## Description of the task
Give the lines of the listing below as a numbered list, starting at the line that contains "Reviewer note: verify that every instance of the reflection" and ending at the line that contains "[[1056, 109]]", with both of those lines included and any blank lines omitted.
** start Listed records **
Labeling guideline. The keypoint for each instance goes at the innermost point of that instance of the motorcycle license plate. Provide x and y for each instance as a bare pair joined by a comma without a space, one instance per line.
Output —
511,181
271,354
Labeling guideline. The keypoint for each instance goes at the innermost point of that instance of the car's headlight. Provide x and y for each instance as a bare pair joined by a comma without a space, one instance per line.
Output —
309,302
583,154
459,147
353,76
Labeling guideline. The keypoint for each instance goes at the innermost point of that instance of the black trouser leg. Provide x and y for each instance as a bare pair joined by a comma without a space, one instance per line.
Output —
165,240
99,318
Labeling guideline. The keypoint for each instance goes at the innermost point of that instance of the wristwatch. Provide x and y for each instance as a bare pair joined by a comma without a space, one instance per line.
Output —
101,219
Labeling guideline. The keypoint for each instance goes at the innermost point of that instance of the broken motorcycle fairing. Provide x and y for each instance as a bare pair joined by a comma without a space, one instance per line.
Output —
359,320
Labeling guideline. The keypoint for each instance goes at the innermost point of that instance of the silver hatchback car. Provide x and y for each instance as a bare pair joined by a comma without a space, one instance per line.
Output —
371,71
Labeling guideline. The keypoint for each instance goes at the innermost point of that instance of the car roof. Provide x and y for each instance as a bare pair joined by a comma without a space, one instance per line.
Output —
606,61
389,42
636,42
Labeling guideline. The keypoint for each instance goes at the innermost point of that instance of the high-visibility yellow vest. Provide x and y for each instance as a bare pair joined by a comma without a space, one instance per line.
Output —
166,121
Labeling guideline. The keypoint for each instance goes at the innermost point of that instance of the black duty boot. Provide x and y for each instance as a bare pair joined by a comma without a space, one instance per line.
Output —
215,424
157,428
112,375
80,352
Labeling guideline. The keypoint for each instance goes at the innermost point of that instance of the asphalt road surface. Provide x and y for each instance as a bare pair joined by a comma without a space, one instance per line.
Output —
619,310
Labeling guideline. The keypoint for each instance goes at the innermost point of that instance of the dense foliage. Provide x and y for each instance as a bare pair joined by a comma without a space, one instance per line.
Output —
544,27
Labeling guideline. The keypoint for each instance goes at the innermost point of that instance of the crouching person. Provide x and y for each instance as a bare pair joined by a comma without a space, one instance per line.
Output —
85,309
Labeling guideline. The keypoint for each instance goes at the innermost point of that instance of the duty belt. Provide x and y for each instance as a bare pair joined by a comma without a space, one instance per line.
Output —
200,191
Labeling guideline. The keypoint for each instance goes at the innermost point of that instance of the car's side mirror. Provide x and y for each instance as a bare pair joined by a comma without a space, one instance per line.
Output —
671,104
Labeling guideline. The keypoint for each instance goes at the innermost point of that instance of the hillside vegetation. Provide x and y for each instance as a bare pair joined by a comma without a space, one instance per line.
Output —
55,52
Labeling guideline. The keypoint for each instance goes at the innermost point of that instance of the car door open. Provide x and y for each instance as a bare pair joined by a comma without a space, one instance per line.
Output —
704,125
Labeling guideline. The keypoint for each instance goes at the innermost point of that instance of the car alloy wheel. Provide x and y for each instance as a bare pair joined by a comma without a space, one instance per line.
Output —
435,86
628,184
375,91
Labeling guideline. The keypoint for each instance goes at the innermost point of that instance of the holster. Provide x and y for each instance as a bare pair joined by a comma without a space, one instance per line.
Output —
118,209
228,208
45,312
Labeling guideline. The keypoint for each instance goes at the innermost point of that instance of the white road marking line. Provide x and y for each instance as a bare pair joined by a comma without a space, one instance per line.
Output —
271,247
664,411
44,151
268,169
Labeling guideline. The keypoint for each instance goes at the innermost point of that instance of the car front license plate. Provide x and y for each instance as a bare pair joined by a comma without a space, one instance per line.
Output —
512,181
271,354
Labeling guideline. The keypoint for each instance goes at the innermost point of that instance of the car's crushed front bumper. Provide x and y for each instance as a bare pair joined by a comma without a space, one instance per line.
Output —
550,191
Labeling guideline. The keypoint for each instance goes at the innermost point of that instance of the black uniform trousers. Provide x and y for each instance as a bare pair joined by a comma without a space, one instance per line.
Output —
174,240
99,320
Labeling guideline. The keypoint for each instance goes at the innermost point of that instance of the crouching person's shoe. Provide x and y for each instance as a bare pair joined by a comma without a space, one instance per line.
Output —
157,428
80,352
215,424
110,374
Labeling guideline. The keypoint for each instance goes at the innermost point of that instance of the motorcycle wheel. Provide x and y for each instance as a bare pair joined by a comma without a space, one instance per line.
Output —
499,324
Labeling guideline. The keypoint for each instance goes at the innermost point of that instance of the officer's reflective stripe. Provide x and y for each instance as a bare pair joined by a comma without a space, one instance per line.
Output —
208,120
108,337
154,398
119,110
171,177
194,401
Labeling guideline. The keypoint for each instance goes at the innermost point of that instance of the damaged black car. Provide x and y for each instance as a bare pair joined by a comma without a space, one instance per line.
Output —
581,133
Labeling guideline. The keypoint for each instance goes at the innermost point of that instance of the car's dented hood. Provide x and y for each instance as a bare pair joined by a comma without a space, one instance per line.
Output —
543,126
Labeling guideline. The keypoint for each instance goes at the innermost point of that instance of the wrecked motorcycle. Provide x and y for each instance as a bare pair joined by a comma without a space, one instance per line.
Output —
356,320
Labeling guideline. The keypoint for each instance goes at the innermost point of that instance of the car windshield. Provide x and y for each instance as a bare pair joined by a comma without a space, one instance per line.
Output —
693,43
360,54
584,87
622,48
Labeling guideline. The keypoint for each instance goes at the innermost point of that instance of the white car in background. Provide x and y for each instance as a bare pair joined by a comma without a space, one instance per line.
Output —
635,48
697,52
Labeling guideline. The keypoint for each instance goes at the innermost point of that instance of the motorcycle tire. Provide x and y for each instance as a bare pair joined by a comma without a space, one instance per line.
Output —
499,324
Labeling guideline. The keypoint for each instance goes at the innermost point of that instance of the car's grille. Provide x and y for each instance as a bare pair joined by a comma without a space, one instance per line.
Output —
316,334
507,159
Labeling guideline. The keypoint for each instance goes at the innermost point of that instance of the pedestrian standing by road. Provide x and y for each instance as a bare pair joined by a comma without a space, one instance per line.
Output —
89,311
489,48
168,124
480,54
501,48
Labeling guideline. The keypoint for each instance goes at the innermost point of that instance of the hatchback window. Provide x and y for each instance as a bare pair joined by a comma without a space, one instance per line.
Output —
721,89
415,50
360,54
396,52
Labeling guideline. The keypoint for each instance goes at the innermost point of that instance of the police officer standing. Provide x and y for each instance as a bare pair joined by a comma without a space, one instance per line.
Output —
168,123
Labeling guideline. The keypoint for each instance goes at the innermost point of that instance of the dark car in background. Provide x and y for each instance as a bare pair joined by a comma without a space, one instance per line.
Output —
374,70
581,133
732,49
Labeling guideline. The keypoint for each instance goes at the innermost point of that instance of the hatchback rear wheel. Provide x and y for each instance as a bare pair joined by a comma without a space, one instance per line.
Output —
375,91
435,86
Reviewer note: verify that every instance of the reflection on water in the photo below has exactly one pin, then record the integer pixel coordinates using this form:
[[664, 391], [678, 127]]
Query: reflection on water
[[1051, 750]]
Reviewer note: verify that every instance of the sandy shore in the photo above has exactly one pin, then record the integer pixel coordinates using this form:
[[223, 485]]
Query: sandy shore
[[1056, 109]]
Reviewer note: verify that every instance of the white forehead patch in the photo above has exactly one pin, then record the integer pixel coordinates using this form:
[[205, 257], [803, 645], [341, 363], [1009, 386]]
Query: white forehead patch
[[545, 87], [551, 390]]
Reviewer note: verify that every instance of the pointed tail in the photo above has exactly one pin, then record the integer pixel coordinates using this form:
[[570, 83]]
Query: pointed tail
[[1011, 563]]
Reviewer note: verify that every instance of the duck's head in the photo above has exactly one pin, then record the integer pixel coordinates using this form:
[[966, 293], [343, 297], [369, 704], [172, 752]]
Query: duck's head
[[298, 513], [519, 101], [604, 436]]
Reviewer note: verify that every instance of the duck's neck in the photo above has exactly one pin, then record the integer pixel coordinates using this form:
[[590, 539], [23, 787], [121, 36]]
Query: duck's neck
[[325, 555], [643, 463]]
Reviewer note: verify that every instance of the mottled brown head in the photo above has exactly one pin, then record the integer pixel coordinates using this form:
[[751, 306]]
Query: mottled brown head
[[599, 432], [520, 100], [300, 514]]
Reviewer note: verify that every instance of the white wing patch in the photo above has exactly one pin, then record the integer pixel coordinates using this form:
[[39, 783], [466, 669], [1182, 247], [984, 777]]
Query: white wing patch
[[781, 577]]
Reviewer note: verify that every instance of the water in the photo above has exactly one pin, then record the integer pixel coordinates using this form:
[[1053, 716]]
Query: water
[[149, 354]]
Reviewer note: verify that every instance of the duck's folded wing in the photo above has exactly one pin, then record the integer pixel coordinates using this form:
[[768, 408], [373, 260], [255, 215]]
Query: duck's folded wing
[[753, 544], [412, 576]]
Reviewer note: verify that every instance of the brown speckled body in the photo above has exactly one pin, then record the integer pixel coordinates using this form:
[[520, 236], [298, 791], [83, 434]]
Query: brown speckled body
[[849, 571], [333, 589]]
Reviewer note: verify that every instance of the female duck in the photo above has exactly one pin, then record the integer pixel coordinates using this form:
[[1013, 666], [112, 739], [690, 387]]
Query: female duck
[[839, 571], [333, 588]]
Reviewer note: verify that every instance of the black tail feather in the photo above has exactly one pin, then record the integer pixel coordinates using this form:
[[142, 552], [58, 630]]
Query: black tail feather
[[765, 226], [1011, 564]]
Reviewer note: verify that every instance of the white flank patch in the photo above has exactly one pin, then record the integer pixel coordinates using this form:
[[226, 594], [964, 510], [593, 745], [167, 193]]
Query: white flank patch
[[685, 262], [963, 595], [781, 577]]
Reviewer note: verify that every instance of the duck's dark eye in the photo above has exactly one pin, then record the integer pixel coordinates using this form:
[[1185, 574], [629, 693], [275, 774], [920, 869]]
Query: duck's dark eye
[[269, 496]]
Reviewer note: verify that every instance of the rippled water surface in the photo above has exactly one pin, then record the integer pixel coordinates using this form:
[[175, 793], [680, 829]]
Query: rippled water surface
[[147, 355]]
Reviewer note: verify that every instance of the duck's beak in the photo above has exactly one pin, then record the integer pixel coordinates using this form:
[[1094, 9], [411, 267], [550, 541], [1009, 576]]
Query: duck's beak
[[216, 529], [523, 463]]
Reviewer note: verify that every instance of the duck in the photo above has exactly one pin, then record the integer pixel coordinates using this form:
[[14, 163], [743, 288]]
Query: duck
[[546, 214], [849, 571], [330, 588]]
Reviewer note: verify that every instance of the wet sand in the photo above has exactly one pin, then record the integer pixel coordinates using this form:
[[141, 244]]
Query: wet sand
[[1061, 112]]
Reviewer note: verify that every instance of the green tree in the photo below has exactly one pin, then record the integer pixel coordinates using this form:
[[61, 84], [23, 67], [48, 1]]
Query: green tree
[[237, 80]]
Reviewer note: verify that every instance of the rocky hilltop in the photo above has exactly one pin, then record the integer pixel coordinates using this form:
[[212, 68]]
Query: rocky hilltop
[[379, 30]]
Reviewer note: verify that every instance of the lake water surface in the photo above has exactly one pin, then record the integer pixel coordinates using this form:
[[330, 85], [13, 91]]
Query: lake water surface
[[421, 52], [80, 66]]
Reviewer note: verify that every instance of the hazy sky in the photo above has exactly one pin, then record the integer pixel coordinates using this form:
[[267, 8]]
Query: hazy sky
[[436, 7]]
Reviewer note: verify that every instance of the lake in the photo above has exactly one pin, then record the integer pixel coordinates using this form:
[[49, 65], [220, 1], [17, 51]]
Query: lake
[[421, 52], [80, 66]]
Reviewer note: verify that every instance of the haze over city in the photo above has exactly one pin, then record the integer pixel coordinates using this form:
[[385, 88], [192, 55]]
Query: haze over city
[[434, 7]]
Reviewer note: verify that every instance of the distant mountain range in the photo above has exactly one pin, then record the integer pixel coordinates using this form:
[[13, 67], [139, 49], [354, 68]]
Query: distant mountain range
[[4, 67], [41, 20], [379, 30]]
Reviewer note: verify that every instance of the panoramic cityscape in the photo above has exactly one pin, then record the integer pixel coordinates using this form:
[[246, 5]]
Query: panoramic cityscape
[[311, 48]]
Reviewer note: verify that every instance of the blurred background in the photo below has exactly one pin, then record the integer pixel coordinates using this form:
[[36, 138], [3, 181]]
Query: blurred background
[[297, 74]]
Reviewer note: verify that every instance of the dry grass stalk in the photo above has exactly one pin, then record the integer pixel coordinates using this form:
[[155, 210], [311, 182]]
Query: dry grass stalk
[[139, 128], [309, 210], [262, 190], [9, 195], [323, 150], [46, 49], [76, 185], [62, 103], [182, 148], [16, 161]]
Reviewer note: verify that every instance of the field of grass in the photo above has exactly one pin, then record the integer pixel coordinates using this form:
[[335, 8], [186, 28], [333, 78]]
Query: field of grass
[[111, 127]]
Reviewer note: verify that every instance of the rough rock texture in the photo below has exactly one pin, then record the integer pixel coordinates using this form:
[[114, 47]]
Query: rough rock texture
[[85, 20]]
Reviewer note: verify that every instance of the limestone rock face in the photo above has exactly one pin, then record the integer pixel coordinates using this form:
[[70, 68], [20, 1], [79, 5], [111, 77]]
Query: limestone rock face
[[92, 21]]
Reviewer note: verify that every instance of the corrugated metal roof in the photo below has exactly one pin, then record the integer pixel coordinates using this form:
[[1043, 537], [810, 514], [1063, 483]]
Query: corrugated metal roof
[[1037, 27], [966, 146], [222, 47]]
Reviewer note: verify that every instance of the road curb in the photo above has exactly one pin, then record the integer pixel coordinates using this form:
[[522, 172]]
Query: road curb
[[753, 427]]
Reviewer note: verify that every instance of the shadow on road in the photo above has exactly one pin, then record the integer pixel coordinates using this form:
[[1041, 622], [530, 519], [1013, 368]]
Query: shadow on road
** end Listed records **
## Worked solution
1. Reviewer note: verify that every instance of the reflection on water in the photo below has exactly one pin, then record the integer pixel coordinates using this form:
2. [[664, 391], [678, 127]]
3. Query: reflection on water
4. [[1051, 750]]
5. Reviewer note: verify that every instance of the sandy shore in the photo above has exactly one pin, then record the integer pixel coordinates using this form:
6. [[223, 485]]
7. Query: sandy shore
8. [[1056, 109]]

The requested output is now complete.